§ **Working data**
%%

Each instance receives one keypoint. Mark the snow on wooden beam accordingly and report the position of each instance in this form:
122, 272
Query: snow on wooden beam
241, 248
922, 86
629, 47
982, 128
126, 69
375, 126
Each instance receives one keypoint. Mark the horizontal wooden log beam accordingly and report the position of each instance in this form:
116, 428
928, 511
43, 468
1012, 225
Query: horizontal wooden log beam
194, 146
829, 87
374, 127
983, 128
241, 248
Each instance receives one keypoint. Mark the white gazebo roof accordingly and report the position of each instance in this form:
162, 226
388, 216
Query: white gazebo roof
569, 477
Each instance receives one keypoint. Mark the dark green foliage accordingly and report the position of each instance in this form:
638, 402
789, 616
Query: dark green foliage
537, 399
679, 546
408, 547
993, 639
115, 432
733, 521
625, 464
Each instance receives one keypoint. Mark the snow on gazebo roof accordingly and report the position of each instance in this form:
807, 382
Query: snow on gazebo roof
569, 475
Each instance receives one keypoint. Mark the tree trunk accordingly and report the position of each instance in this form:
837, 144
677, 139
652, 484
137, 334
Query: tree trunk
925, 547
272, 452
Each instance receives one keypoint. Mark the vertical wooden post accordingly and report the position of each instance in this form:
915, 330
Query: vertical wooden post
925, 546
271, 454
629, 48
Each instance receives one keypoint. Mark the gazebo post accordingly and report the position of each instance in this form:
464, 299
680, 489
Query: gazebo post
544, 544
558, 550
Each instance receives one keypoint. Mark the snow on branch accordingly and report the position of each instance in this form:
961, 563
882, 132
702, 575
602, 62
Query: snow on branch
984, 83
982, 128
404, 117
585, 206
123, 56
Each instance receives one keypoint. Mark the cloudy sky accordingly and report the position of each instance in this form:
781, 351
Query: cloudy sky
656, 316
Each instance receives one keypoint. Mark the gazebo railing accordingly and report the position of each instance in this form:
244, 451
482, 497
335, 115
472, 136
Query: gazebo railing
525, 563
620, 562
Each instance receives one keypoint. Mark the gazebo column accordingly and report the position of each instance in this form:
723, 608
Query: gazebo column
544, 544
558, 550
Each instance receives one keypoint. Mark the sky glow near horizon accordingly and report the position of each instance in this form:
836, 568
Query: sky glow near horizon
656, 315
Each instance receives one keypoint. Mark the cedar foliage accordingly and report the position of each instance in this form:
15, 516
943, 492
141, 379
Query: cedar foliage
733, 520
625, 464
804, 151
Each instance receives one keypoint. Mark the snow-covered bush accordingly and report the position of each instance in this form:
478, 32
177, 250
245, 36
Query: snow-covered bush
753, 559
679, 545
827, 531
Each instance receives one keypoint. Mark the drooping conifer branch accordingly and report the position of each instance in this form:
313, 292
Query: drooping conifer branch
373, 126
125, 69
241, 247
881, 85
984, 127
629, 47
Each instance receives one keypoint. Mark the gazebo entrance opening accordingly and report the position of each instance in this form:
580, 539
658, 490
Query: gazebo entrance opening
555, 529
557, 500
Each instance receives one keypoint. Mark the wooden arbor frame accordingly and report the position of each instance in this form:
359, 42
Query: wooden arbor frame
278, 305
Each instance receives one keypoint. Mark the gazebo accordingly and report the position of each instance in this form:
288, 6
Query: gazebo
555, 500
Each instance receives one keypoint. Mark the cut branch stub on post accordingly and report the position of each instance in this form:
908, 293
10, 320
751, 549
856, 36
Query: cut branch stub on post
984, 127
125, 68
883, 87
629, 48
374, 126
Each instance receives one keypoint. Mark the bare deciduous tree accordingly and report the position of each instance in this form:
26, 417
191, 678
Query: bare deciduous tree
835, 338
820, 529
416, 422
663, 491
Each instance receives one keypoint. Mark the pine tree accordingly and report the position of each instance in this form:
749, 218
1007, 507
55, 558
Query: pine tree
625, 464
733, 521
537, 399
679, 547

%%

§ **The request**
Quote the line that contains "Each instance receives one keypoint. Mark the cut" and each line after it through the end of the data, exactly, leaving out everything else.

§ **Complete response**
Each instance receives one keypoint. Mark the cut branch stub on post accordingly and report the position of each instance in this form:
908, 293
10, 320
751, 549
856, 36
Query: cut branch stub on post
984, 127
125, 68
883, 87
629, 48
374, 126
Each instance receives one keypoint. Mark the bare deciduous tree accordingly and report the position of each instance in this form:
26, 417
191, 678
Query: bare deciduous tree
835, 338
820, 529
416, 422
663, 491
Each instance receives one keypoint. Mark the pine tree accordingly and report the position of each instance in this form:
749, 218
1007, 507
55, 558
Query: pine tree
625, 464
733, 521
537, 399
679, 547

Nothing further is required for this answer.